- **YOUR INSTRUCTIONS**: Reproduce the following material exactly, including every line.

- **AVAILABLE RECORDS**:
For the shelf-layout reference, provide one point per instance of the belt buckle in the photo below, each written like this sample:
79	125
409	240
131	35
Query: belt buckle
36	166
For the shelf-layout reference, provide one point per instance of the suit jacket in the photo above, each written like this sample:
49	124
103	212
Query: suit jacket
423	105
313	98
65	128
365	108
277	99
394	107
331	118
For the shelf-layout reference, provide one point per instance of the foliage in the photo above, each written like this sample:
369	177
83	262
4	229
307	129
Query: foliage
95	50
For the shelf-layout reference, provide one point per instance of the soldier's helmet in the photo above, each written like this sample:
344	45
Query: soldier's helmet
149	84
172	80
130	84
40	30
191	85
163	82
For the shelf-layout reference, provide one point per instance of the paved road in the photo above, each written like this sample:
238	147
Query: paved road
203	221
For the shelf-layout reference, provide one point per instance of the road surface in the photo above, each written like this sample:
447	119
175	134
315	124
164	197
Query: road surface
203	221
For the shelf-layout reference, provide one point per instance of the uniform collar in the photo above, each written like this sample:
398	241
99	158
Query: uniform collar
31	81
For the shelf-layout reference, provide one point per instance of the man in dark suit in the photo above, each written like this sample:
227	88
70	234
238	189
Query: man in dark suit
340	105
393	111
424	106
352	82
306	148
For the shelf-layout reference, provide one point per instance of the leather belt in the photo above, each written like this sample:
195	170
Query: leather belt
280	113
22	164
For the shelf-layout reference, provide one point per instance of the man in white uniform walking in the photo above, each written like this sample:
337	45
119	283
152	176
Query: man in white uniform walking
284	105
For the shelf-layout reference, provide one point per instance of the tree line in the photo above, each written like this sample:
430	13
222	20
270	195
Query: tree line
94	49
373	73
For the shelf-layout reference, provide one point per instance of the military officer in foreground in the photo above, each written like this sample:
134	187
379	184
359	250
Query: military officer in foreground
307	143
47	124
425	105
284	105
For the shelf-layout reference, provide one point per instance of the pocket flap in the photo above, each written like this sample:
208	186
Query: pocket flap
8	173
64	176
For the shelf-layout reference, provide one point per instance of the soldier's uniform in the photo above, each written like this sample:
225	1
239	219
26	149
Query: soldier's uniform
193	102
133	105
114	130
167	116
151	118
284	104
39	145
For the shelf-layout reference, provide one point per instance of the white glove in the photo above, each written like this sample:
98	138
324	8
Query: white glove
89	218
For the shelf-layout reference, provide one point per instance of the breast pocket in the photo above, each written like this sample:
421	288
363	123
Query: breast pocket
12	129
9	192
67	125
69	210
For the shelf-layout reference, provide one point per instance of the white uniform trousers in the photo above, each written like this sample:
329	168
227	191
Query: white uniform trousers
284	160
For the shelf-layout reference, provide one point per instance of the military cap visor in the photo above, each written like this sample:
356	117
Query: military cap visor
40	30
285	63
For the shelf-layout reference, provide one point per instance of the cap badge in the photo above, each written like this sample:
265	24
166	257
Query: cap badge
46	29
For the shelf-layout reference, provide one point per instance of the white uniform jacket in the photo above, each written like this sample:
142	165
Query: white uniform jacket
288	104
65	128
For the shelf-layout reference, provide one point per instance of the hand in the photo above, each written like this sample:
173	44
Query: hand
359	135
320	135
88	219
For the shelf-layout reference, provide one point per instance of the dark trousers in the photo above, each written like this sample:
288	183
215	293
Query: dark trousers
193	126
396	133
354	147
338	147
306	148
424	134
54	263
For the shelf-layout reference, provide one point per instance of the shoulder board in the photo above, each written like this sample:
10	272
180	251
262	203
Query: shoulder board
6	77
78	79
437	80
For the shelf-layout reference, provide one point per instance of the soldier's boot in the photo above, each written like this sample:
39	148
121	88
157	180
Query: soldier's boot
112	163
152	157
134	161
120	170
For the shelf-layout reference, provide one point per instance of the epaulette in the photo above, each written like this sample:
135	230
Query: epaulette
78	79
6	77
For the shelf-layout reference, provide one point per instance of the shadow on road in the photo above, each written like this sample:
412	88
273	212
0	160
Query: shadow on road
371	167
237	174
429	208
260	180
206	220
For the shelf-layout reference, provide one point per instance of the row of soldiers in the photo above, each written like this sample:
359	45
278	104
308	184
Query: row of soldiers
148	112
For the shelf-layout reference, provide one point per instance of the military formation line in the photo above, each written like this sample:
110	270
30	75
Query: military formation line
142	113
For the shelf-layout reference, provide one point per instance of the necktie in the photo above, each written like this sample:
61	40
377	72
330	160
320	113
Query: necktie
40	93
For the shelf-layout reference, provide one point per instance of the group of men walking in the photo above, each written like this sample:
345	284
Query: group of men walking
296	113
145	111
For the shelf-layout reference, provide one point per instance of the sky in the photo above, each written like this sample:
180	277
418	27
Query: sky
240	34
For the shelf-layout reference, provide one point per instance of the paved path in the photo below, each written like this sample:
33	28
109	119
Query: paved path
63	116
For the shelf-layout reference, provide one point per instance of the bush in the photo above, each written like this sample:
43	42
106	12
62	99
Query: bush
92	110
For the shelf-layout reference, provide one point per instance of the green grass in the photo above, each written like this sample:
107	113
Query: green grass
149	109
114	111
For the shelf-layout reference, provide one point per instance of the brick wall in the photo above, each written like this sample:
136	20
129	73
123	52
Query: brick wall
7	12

- **ANSWER FOR THIS EXERCISE**:
For the shelf-layout reference, provide one point per instance of the belt buckle in the photo below, each written like this sample:
79	125
409	240
131	35
Query: belt buckle
36	166
For the shelf-layout reference, provide one point per instance of the suit jacket in the photo above, each written like this sample:
49	124
103	212
Query: suit jacket
423	105
313	98
65	128
365	108
277	99
394	107
331	118
For the shelf-layout reference, provide one point per instance of the foliage in the photo above, each written like this sample:
369	177
83	262
4	229
307	129
Query: foliage
95	50
For the shelf-layout reference, provide one point per instance of the soldier's helmet in the photo above, each written like this sample:
344	45
Query: soldier's helmet
149	84
172	80
130	84
40	30
191	85
163	82
For the shelf-layout reference, provide one point per instance of the paved road in the photo above, each written like this sample:
238	147
Query: paved road
203	221
For the shelf-layout reference, provide one point per instance of the road surface in the photo above, each written like this sample:
447	119
175	134
315	124
164	197
Query: road surface
203	221
For the shelf-layout reference, provide one point per instance of the uniform collar in the photo above, each written like this sample:
398	241
99	158
Query: uniform collar
31	81
For the shelf-layout reference, provide one point per instance of the man in dark suit in the photo above, each written like this sample:
227	88
70	234
238	189
Query: man in dark suit
340	105
393	111
424	106
352	82
306	148
For the shelf-layout reference, provide one point per instance of the leather belt in the photo above, each written like this sample:
195	170
Query: leather belt
280	113
22	164
For the shelf-layout reference, provide one point per instance of the man in white uniform walking in the photo above, each written like this sample:
337	45
119	283
152	176
Query: man in white uniform walking
284	105
For the shelf-layout reference, provide one point per instance of the tree line in the photo above, each written like this sample:
430	13
222	20
270	195
Query: tree line
94	49
373	73
For the shelf-layout reference, provide one point per instance of the military officer in foreground in the photo above, each written like this sample:
134	187
379	184
359	250
Query: military officer in foreground
307	143
47	124
425	105
284	105
For the shelf-layout reference, provide one point per instance of the pocket flap in the photo above, each written like this sample:
208	186
Query: pocket flap
8	173
64	176
For the shelf-layout reference, provide one point per instance of the soldier's uniform in the photo above, each written like this sample:
225	1
239	219
26	149
Query: soldier's uniform
193	102
133	105
114	130
167	116
151	118
284	104
39	145
For the shelf-layout reference, provide one point per instance of the white glove in the photo above, each written like this sample:
98	138
324	8
Query: white glove
89	218
For the shelf-layout reference, provide one point per instance of the breast pocket in the photo above, each written like this sample:
421	288
363	123
Query: breast pocket
12	129
9	192
67	125
69	210
For the shelf-layout reference, provide one point per instance of the white uniform trousers in the photo above, each written like this sample:
329	168
227	191
Query: white uniform trousers
284	160
For the shelf-layout reference, provide one point per instance of the military cap visor in the photo above, each written like this sample:
356	117
Query: military cap visor
40	30
285	63
For the shelf-layout reference, provide one point per instance of the cap badge in the photo above, each written like this sample:
265	24
166	257
Query: cap badge
46	29
For the shelf-layout reference, provide one point per instance of the white uniform jacket in the photo above, each written like this sample:
142	165
Query: white uniform jacket
288	104
65	128
For the shelf-layout reference, provide one point per instance of the hand in the photo above, each written like this sample:
173	44
Query: hand
359	135
320	135
88	219
For the shelf-layout reference, provide one point per instance of the dark trousers in the photo above, each written like this sample:
288	183
215	293
Query: dark trousers
193	126
396	133
354	147
338	147
306	148
424	134
54	263
For the shelf-layout reference, provide one point per instance of the shoulder board in the photo above, each written like this sample:
10	272
180	251
262	203
Query: shoulder board
6	77
78	79
437	80
For the shelf-layout reference, provide one point per instance of the soldier's boot in the photo above, each written like this sample:
39	148
121	88
157	180
Query: soldier's boot
112	163
152	157
134	161
120	170
For the shelf-layout reference, provide one point per instance of the epaulette in the photo above, each written like this sample:
135	230
Query: epaulette
78	79
6	77
For the shelf-layout reference, provide one point per instance of the shadow on road in the photo above, each written like this sample:
412	88
273	212
0	160
Query: shadow on road
371	167
237	174
429	208
260	180
206	220
For the shelf-layout reference, provide one point per instance of the row of soldiers in the photo above, each written like this sample:
359	45
278	104
308	184
Query: row of soldiers
148	112
For the shelf-layout reference, provide one point per instance of the military formation line in the photo above, each written like this sample:
110	270
30	75
Query: military formation line
142	113
For the shelf-layout reference, provide one point per instance of the necktie in the photo above, each written like this sample:
61	40
377	72
330	160
320	113
Query: necktie
40	93
For the shelf-layout reference, provide one point per instance of the group of men walking in the photo above, each written like this sample:
345	284
Query: group of men walking
296	113
145	111
For the shelf-layout reference, provide one point per instance of the sky in the photo above, each written like this sample:
180	277
418	27
Query: sky
240	34
For the shelf-layout reference, provide one point per instance of the paved path in the photo below, each written like this sample:
33	28
109	119
Query: paved path
63	116
For the shelf-layout reference, provide one point per instance of the bush in the photo above, each written like this sample:
43	42
106	12
62	99
Query: bush
92	110
For the shelf-layout reference, provide one point per instance of the green grass in the photo above, each written like this sample:
107	113
Query: green grass
149	109
114	111
For the shelf-layout reference, provide one point per instance of the brick wall in the photo above, each written like this sample:
136	20
129	73
123	52
Query: brick wall
7	12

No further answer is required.